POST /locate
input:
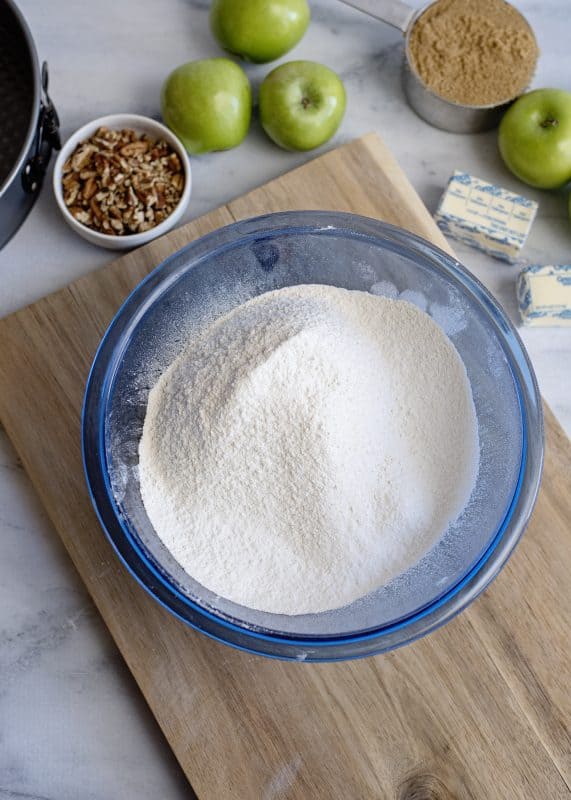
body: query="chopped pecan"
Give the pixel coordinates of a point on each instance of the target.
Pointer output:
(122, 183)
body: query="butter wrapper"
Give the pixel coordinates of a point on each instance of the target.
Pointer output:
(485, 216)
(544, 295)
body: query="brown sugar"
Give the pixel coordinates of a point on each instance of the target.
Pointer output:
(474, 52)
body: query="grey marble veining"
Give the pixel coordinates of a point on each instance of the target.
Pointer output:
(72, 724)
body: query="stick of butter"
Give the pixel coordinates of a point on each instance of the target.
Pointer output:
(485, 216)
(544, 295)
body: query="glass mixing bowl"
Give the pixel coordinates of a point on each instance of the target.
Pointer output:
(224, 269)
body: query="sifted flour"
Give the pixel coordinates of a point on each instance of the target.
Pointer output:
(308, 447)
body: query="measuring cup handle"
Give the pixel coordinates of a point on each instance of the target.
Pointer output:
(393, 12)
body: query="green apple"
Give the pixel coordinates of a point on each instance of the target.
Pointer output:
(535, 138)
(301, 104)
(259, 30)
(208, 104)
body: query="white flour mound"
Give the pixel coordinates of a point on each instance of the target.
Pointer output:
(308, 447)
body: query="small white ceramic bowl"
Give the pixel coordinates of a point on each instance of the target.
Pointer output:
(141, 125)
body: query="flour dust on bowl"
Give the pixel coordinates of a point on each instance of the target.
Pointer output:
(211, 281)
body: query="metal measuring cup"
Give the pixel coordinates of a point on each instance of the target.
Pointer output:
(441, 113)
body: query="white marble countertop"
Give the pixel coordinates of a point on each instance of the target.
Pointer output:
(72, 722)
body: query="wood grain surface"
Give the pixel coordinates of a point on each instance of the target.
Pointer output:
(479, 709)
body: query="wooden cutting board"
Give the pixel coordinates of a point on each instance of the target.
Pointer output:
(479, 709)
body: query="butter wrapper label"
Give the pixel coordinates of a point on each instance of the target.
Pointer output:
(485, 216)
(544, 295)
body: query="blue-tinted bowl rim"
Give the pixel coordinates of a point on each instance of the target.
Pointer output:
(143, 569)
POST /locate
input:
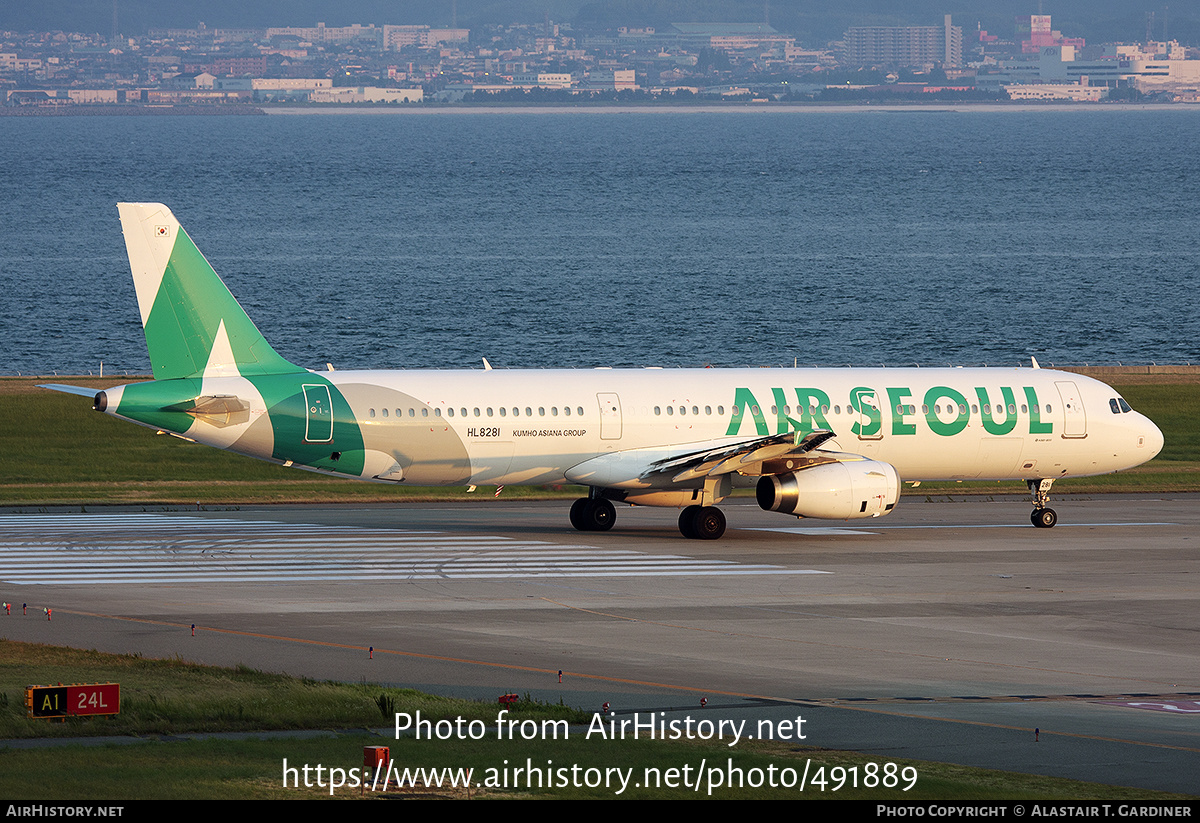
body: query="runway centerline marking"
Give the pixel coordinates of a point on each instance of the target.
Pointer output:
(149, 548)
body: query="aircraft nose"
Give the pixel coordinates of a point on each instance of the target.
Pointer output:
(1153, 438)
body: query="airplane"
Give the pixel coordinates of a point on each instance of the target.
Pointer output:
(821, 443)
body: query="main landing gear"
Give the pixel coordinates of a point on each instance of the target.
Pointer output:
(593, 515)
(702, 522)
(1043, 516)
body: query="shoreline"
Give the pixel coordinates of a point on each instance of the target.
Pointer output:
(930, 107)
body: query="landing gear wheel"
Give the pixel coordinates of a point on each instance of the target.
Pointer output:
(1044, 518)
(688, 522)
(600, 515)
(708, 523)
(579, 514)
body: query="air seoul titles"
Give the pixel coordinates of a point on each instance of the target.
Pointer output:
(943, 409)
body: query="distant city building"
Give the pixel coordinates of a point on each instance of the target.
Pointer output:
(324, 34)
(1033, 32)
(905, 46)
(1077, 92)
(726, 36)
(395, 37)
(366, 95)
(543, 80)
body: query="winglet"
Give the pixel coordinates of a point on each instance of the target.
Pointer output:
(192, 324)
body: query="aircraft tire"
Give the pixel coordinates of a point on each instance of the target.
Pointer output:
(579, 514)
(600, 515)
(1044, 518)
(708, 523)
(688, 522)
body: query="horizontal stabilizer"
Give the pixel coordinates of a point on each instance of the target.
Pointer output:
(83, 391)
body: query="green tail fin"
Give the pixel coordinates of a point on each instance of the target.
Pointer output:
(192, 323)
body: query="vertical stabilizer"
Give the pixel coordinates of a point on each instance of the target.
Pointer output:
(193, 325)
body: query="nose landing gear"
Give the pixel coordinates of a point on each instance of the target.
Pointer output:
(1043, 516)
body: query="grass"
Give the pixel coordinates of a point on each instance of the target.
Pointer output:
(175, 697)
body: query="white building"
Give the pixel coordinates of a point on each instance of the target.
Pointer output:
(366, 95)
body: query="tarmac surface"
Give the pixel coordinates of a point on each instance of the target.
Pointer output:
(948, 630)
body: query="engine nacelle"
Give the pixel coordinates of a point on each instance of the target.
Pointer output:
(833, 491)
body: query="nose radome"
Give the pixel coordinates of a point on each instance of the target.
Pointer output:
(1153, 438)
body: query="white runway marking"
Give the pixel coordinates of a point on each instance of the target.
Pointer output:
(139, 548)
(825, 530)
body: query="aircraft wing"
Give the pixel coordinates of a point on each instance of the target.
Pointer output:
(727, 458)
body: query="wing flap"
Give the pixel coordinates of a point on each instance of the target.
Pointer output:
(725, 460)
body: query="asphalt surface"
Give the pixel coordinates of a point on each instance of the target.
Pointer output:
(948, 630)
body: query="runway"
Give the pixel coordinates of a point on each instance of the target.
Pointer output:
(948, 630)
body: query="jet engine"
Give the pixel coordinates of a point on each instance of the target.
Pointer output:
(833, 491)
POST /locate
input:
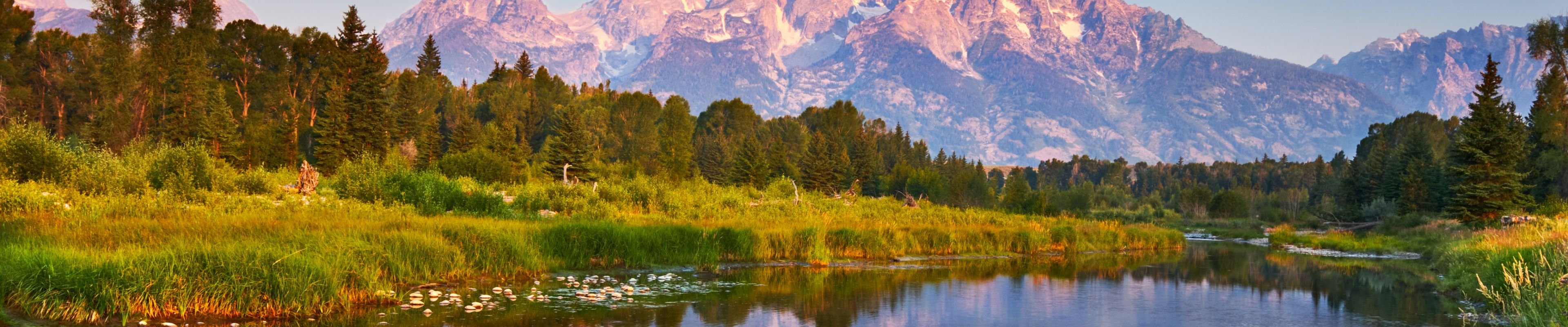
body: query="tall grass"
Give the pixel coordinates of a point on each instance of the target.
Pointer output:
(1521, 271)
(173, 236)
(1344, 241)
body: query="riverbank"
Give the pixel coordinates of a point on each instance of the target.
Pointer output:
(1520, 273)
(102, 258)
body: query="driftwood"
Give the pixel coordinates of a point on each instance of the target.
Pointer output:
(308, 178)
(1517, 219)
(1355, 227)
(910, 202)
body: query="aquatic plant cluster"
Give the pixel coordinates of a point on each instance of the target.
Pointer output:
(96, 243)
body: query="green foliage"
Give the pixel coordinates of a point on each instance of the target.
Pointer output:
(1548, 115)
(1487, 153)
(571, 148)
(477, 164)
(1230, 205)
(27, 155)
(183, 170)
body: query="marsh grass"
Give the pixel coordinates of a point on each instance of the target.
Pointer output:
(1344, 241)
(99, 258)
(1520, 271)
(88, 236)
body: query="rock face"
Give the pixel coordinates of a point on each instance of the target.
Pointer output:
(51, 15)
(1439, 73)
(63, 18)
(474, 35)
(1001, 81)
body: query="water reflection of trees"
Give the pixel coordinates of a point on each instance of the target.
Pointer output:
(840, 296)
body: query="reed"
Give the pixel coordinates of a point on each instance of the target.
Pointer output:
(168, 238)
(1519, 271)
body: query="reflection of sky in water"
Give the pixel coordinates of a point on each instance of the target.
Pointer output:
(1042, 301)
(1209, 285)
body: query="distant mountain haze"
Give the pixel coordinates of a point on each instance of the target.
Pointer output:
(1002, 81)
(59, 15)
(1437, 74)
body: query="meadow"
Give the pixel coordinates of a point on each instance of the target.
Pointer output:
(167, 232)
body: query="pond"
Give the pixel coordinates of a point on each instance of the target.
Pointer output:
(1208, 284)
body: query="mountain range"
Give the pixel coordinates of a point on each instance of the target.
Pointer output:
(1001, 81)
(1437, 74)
...
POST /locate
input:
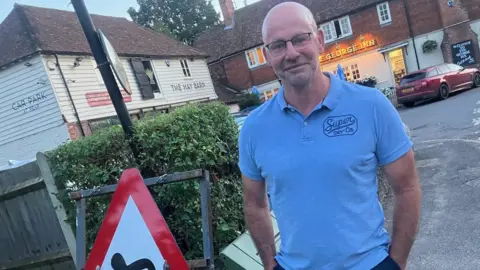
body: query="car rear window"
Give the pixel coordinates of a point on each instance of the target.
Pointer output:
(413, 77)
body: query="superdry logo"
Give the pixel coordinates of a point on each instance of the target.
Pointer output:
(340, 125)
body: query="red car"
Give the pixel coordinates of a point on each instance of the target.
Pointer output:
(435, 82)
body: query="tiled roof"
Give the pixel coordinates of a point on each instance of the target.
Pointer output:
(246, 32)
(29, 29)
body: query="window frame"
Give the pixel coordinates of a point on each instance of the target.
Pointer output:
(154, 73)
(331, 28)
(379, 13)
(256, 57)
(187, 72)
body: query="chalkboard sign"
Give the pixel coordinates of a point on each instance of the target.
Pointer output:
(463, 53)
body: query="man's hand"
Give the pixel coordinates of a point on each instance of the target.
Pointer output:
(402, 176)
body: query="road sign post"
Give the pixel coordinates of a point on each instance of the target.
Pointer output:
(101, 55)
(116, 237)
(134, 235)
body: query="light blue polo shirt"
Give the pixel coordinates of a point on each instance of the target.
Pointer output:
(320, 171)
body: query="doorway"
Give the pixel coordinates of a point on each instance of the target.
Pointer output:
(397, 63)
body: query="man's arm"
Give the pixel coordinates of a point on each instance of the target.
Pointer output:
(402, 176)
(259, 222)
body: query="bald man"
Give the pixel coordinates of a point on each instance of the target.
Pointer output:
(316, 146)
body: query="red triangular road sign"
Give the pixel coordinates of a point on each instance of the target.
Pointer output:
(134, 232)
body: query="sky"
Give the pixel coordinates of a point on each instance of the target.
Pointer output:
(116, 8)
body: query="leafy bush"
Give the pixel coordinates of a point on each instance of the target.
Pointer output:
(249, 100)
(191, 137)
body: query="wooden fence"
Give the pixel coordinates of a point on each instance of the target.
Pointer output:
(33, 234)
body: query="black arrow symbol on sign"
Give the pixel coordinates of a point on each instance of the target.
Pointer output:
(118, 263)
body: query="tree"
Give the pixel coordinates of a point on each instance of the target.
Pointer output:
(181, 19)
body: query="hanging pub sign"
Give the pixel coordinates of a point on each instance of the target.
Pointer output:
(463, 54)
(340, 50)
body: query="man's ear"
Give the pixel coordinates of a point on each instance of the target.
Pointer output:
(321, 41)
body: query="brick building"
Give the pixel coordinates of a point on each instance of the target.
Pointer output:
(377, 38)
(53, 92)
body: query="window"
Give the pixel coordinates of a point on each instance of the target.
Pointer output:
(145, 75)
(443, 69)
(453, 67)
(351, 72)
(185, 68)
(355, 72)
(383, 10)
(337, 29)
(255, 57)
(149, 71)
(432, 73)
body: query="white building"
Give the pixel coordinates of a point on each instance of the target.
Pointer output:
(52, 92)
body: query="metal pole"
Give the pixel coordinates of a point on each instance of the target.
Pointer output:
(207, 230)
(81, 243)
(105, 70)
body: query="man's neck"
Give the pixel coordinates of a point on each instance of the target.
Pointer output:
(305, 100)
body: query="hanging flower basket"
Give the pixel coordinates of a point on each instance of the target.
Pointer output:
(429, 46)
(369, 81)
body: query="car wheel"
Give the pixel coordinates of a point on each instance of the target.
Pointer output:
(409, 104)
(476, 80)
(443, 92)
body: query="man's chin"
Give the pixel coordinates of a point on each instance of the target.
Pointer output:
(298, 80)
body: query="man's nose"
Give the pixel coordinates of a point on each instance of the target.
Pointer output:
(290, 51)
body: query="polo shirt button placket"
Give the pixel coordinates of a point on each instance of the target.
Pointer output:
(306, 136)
* * *
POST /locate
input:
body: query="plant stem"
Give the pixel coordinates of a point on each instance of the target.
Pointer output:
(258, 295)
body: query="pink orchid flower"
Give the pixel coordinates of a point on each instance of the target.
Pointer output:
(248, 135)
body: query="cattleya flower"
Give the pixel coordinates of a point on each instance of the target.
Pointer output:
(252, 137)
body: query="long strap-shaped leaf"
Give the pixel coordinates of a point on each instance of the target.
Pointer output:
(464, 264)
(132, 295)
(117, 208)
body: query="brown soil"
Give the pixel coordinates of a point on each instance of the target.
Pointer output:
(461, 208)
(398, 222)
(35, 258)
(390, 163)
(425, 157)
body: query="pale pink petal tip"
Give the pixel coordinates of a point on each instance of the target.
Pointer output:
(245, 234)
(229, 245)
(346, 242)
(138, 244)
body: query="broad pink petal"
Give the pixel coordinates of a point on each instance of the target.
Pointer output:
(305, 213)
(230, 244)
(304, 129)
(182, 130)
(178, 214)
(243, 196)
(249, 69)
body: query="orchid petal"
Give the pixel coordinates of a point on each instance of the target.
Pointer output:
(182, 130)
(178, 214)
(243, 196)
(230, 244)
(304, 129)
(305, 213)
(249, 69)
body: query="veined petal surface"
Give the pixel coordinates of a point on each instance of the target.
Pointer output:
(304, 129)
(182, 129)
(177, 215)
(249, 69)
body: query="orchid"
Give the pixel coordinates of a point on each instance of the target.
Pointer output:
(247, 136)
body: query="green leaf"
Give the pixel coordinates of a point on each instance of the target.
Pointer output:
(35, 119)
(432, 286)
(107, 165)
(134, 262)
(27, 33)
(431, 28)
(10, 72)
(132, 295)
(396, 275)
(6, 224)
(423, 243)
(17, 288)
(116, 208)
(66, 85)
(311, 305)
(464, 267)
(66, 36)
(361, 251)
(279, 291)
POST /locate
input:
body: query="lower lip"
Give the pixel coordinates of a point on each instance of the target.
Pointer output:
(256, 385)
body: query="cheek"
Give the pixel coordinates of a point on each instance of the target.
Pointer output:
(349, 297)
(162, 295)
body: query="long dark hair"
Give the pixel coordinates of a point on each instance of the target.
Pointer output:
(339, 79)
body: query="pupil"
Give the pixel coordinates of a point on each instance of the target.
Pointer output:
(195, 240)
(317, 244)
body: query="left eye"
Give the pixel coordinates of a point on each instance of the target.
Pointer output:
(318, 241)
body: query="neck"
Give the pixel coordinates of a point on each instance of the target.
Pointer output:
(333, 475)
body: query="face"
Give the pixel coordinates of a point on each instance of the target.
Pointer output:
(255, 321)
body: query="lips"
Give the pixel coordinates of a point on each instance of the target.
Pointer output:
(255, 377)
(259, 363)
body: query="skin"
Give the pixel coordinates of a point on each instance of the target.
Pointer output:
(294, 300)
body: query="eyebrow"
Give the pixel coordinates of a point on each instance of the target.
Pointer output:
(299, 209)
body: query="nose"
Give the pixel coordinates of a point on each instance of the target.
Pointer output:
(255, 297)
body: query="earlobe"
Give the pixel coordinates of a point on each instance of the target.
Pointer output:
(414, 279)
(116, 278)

WHAT IS EXPECTED - Scan the records above and show every line in which the word "measuring" occurs.

EXERCISE SOLUTION -
body: query="measuring cup handle"
body: query="metal measuring cup"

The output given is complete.